За металлические узоры ограды заткнуты красные гвоздики. По самому зданию вокзала и по его башне с часами теперь уже и не скажешь, что всего девять дней назад его приподняло взрывной волной, тряхнуло и вернуло на место. Сейчас здесь чисто, только головки цветов вмерзают в ледяную корку, покрывающую плитку у входа. Группкой стоят таксисты. Проходят люди, часто останавливаясь у фонарного столба, окруженного бегемотами и крокодилами, ослами и обезьянами, тиграми и героями уже не советских мультфильмов. Большой медведь с гвоздиками в лапах первым встречает входящих на территорию вокзала. Два новых черных пистолета в пластиковой упаковке прислонены к железному основанию фонаря. Рядом черная фетровая шапка, слетевшая с чьей-то головы, когда из арки вокзальной башни оранжевым огненным взглядом глянул теракт. А может, сюда приходил дед, оставивший для своего внука эти игрушечные пистолеты. Дальше на каменной тумбе полоска все тех же гвоздик, которыми сейчас алеют три места в этом городе. Из цветов смотрят лица. Вова идет к брату. Вова берет фотографию брата и протирает его лицо ладонью.

== == ==

## Обязательные задания:
a – Кратко изложите текст о вокзале в двух предложениях.
b – Сколько дней назад, согласно тексту о вокзале, здание приподняло взрывной волной?
c – Допишите текст о вокзале, продолжив его после последнего предложения.

## Содержимое набора данных:

== == ==

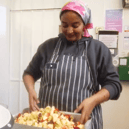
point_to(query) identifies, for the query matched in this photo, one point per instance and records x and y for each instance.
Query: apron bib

== == ==

## Ответы по заданиям:
a – Здание вокзала, которое девять дней назад приподняло взрывной волной теракта, теперь выглядит чистым, а в ограду заткнуты красные гвоздики, фонарный столб окружен игрушками, на каменной тумбе лежат гвоздики, из которых смотрят лица. Вова идет к брату, берет его фотографию и протирает его лицо ладонью.

b – Девять дней назад.

c –
— Это от сырости, — говорит он. — Как будто ожог.
 
По лицу Димы разливается желтое пятно. Он в шеренге фотографий первый.
 
— Вот сюда его вынесли, вот сюда положили, — Вова показывает на острый угол лестницы. Скрипят, открываясь и закрываясь, вокзальные двери. Вова возвращает фотографию на место. Обходит тумбу. Останавливается напротив нее и смотрит в лица других. — Вот эту девочку я помню, — говорит он, показывая на черно-белую фотографию: на ней девушка с длинными светлыми волосами. — У нее сильно голова обезображена была. А вот у этого мальчика не было пальцев, — показывает на белобрысого подростка в футболке. — Его отец был контужен, он все кричал: «Там мои дети! Там мои дети лежат», — Вова начинает растягивать слова. — Он двух сыновей потерял.
 
Рядом с фотографией подростка еще один мальчик, лет пяти. Кажется, это его пистолеты. Вова начинает суетиться, стоя на одном месте, — той суетой, которая охватывает человека, когда ему надо что-то сделать, но он не знает что.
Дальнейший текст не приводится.